**STORED DATA**
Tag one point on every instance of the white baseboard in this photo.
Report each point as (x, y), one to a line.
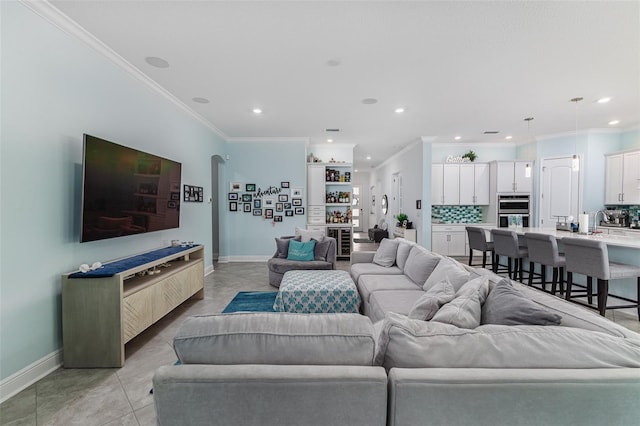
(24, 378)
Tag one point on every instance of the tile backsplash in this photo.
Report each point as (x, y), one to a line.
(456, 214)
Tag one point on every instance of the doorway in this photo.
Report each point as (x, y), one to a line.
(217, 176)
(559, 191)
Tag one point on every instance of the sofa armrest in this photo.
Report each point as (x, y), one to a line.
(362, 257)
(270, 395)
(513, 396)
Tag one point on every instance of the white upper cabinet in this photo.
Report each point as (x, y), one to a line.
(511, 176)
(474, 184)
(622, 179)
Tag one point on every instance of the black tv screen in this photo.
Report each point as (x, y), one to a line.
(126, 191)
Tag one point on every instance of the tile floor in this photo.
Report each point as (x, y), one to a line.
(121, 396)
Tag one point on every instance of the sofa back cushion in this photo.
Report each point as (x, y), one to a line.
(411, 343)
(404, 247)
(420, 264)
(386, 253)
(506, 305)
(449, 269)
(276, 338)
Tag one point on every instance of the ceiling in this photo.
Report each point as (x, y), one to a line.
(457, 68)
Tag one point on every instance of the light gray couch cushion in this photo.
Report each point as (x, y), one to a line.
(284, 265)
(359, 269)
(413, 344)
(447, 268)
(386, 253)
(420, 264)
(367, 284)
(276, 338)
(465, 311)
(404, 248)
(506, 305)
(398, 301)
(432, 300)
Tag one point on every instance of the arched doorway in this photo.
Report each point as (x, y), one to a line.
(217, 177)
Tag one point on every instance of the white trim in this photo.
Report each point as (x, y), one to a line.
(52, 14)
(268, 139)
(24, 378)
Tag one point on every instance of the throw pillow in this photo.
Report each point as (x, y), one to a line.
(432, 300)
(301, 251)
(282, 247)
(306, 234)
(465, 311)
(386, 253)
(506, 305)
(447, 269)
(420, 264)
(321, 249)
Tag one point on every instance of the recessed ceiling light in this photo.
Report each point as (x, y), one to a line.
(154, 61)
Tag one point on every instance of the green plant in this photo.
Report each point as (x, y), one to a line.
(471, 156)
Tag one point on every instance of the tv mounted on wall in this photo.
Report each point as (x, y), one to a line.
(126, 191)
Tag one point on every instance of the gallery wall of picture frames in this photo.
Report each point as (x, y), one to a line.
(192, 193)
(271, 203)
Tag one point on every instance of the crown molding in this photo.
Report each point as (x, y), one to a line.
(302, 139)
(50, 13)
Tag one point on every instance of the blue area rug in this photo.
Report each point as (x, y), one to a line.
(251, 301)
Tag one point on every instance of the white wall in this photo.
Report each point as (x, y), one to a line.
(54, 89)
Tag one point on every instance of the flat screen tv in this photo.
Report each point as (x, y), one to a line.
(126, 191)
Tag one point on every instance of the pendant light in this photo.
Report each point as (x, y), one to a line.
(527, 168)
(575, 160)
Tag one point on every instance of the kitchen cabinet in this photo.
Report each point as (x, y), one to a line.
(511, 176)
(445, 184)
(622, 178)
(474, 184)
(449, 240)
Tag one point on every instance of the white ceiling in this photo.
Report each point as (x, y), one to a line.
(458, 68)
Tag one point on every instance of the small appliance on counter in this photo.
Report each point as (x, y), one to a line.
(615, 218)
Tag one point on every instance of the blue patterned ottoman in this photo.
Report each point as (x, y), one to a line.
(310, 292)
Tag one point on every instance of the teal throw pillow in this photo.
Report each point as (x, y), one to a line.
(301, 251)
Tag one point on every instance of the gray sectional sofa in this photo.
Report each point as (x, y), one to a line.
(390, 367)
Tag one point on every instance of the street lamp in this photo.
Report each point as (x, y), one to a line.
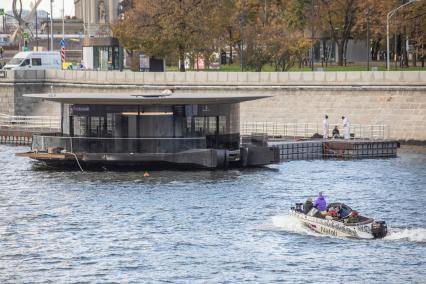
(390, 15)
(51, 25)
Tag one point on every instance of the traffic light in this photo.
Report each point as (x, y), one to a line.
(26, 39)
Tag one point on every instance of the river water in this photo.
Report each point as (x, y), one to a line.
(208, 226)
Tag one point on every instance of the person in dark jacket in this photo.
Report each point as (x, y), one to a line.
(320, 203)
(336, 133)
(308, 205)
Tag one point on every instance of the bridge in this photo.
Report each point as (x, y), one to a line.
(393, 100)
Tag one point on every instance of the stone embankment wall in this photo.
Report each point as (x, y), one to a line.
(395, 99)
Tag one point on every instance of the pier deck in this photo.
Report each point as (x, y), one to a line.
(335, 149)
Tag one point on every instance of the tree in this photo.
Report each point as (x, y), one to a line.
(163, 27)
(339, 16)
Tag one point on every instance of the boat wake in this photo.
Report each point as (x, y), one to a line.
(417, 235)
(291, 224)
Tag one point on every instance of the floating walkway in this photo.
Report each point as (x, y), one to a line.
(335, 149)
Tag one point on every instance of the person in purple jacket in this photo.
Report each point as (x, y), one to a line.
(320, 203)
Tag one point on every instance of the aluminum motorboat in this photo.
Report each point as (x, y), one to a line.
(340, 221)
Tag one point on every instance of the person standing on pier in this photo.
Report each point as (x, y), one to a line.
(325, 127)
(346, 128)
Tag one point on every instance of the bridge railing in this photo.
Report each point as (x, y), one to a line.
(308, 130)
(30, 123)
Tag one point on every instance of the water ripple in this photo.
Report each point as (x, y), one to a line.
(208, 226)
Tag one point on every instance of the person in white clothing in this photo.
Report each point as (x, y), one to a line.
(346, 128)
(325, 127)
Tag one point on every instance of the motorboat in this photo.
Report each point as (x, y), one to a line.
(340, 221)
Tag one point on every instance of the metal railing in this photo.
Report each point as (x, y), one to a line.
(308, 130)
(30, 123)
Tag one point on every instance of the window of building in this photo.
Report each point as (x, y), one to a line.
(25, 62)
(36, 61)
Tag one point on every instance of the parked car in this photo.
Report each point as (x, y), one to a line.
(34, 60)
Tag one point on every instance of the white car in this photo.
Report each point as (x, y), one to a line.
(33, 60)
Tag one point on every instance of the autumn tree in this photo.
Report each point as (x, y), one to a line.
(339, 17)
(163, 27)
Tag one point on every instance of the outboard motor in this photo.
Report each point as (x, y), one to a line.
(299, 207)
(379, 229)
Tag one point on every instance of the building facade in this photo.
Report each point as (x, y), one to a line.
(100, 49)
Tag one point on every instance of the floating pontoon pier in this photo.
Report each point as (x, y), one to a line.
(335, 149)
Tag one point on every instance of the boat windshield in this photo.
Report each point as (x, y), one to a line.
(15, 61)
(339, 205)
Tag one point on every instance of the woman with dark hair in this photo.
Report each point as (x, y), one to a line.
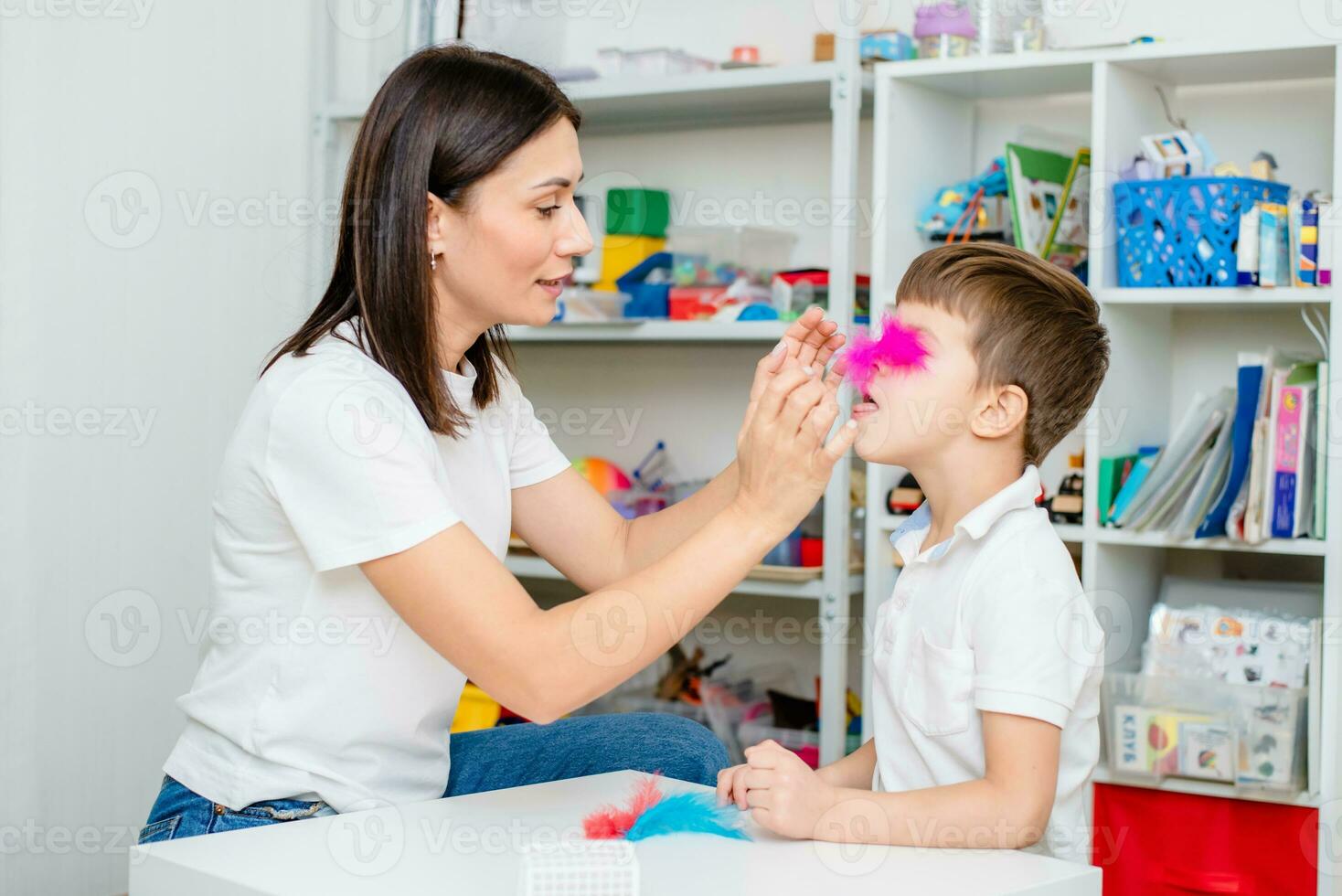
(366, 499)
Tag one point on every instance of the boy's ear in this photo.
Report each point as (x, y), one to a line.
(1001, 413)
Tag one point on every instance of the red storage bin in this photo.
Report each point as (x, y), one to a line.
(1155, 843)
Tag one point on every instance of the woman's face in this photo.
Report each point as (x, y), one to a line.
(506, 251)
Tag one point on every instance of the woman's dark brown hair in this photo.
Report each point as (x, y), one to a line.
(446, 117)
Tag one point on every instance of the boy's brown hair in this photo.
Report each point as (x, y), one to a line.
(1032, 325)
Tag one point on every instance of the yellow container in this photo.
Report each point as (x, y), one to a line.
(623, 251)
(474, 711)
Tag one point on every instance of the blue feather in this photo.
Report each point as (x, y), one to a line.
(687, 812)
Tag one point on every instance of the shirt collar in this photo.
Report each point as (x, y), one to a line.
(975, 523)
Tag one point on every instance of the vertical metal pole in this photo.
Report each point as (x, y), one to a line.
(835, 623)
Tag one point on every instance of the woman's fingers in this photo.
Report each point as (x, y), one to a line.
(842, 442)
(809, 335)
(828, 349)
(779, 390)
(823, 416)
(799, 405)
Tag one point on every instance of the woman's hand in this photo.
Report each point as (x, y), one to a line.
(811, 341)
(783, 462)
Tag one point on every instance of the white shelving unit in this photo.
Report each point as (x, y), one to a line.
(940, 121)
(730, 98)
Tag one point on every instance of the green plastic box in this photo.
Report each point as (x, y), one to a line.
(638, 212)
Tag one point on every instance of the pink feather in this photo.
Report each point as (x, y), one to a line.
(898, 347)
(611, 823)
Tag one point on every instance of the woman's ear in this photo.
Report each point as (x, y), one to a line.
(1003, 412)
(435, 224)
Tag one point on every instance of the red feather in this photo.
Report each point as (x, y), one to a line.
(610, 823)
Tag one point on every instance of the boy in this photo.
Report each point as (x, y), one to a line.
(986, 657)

**SHORT EXERCISE**
Only the lines from the one containing "Tag one point on every instance of the woman's face" through the end of the entries above belong in the answer; repeat them exactly.

**OUTPUT FOR THIS EXERCISE**
Tag one point on every instance of the woman's face in this photo.
Report each point as (x, y), one to a line.
(506, 251)
Tag one point on every instance of the woman's dark brown hair in this photo.
Report each point as (x, y), one to a line.
(446, 117)
Tag one point on every instance of the boy's brown hair in this photo.
Report each point as (x, y), one to a line.
(1032, 325)
Tag one point on every instance of the yellow container in this photo.
Report each point as (x, y), one to a line.
(623, 251)
(474, 711)
Tag one point on every instance of the blue feather in this photo.
Report each point as (x, y), one to a line.
(687, 812)
Tag one point on every instance of the shirt collar in this photo.
Report each point as (x, y), one to a line.
(975, 523)
Tag one point on every instance of the vertical metal pole in this photo.
Report each point as (x, y), one to a line.
(835, 623)
Tag one point on every instance of the woman's fingers in this photo.
Report each point as (x, y), one to a line.
(842, 442)
(809, 335)
(828, 349)
(779, 390)
(823, 416)
(799, 405)
Tag one point on every instance of the woman's hand in this photo.
Report each point as (x, y), one to a line.
(811, 341)
(783, 462)
Tag one point on every instance of the white shelving unit in this photo.
Report each point as (x, y), one to a line.
(940, 121)
(730, 98)
Tag one point on every instance of the green plastic box in this photo.
Report each point as (x, y), one to a line.
(638, 212)
Tag one point on every instance of the pink feather in this photo.
Report each point as (x, y), one to a line.
(898, 347)
(611, 823)
Tag one point on every instance of the woman's ear in this photo.
Report each point as (x, y), one to a line.
(1003, 412)
(435, 224)
Tag one point on every instance of the red feather in this photo.
Report each point as (x, y), one to a line.
(610, 823)
Tag one point on every instance of the boy in this photo.
Report each point as (x, y), one to a line.
(986, 657)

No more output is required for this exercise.